• **THE DATA**
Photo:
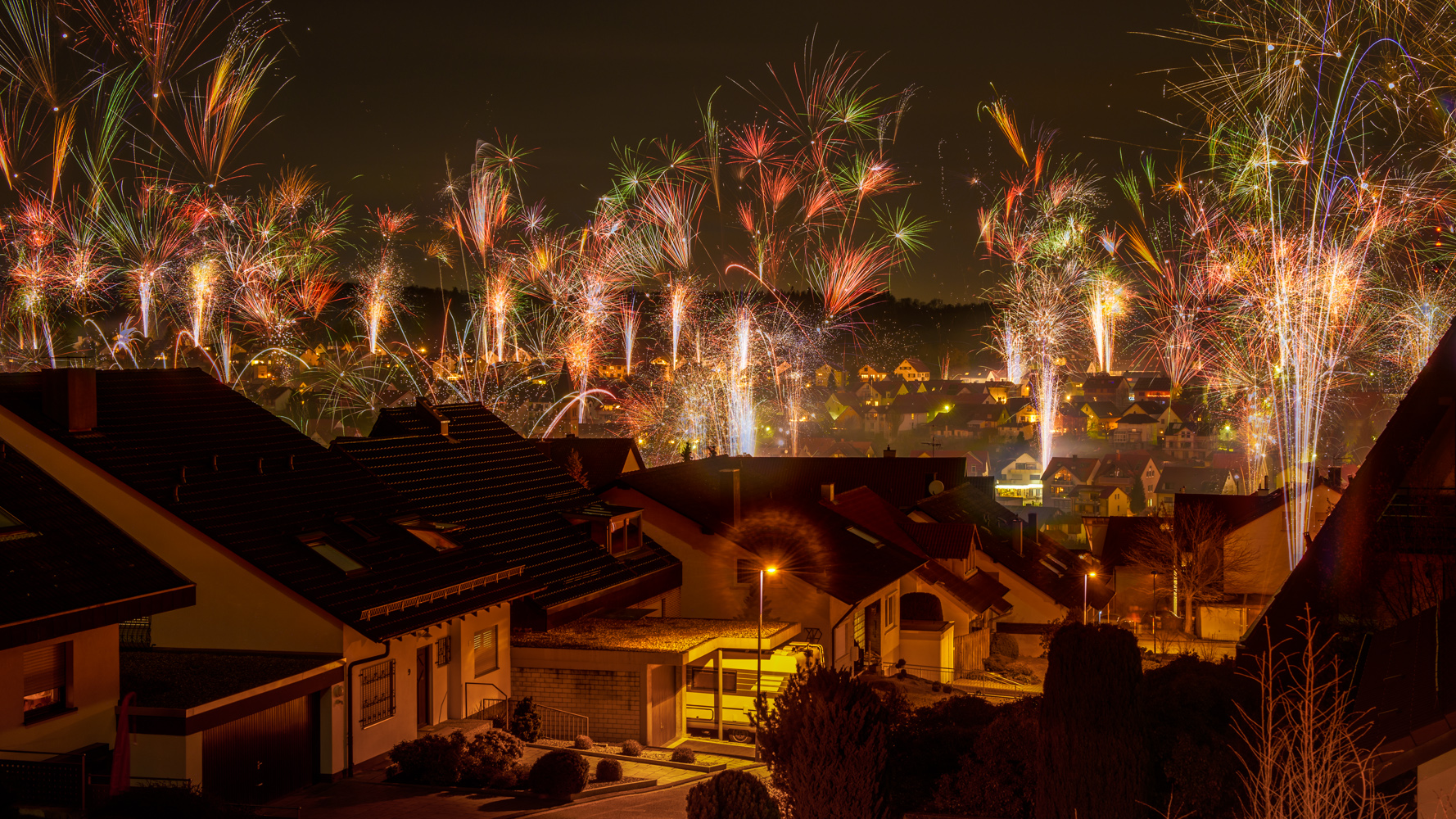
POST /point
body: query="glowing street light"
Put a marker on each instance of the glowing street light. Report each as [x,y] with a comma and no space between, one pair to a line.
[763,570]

• **WHAT YOU NEED TO DO**
Copy the data verbatim, skipping any image it holds.

• **SOLUTION TO THIS PROBLEM**
Photo:
POST /point
body: query="glowing street light"
Put a marker on each instance of the glowing street light. Report each as [x,y] with a comma and no space between, one pair to a line.
[763,570]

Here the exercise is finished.